→ THE INPUT
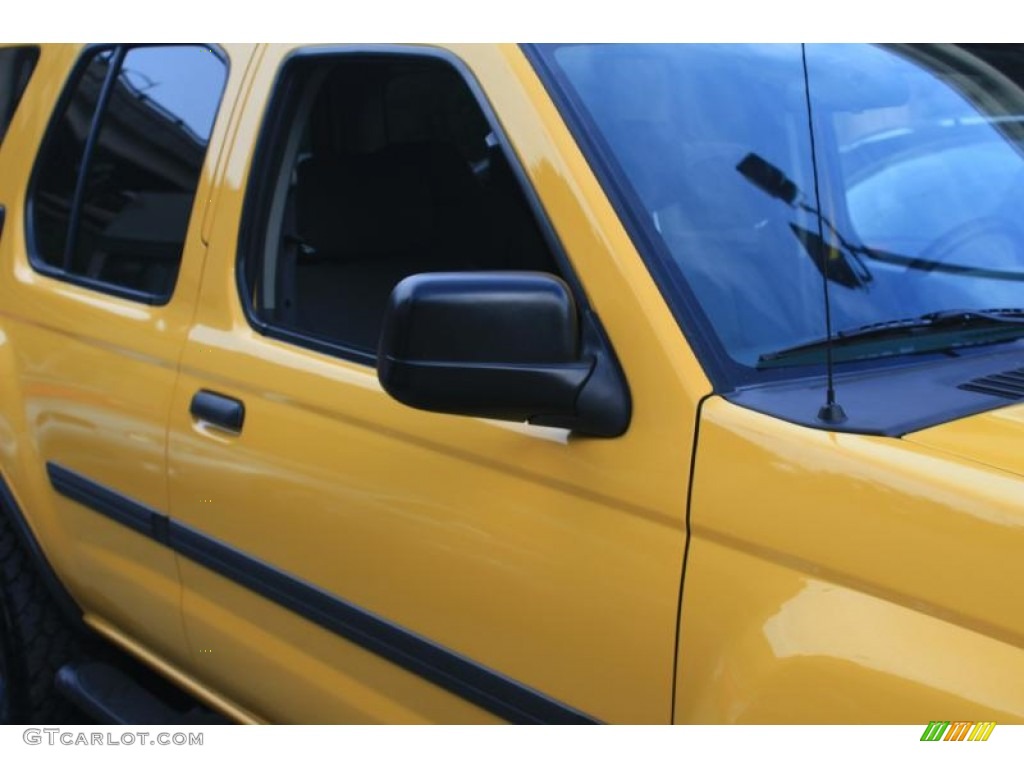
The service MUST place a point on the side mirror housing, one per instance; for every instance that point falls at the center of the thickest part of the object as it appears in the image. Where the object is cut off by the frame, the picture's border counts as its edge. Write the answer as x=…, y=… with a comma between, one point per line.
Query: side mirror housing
x=501, y=345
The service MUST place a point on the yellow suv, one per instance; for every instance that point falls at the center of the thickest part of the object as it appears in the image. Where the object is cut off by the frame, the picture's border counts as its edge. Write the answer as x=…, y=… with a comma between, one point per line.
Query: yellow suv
x=544, y=384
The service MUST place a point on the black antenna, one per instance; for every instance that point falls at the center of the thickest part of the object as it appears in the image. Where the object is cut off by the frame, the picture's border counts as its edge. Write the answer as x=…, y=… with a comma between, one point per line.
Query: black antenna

→ EXERCISE OBJECTIVE
Rescale the listing by writing out all of its lines again, including the requests, and multiply every x and y coordinate in the answers by 0.95, rounding to whole numbers with halves rounded up. Leave the pictures out of your answer.

→ WORKED SOLUTION
The service MUST place a point on the side mirror housing, one per instance; for every instance that point falls at the center of the thickest part of the object as it appears in the image. Where the object is cut off by the frame, the picture's border counts as its edge. Write the answer as x=…, y=… with a comma between, one point per line.
Query: side mirror housing
x=476, y=328
The service MUST place a point on the yellow suv, one per instance; for every instance that point falls at the center of the thickest part of the object as it appears in the image. Where the object is cut off by the frame, the picture's border counts as its edge. Write the answer as x=…, y=… with a comma between, one point per line.
Query: yellow suv
x=517, y=365
The service MUST place a point on the black antenna, one per instance; for every instance that point falls at the center of the thickest part of the object as it appears in the image. Where the object is cut off by the frame, the picture's border counts as its edge. Write the answer as x=…, y=… with a comma between, one point per line.
Query: black antenna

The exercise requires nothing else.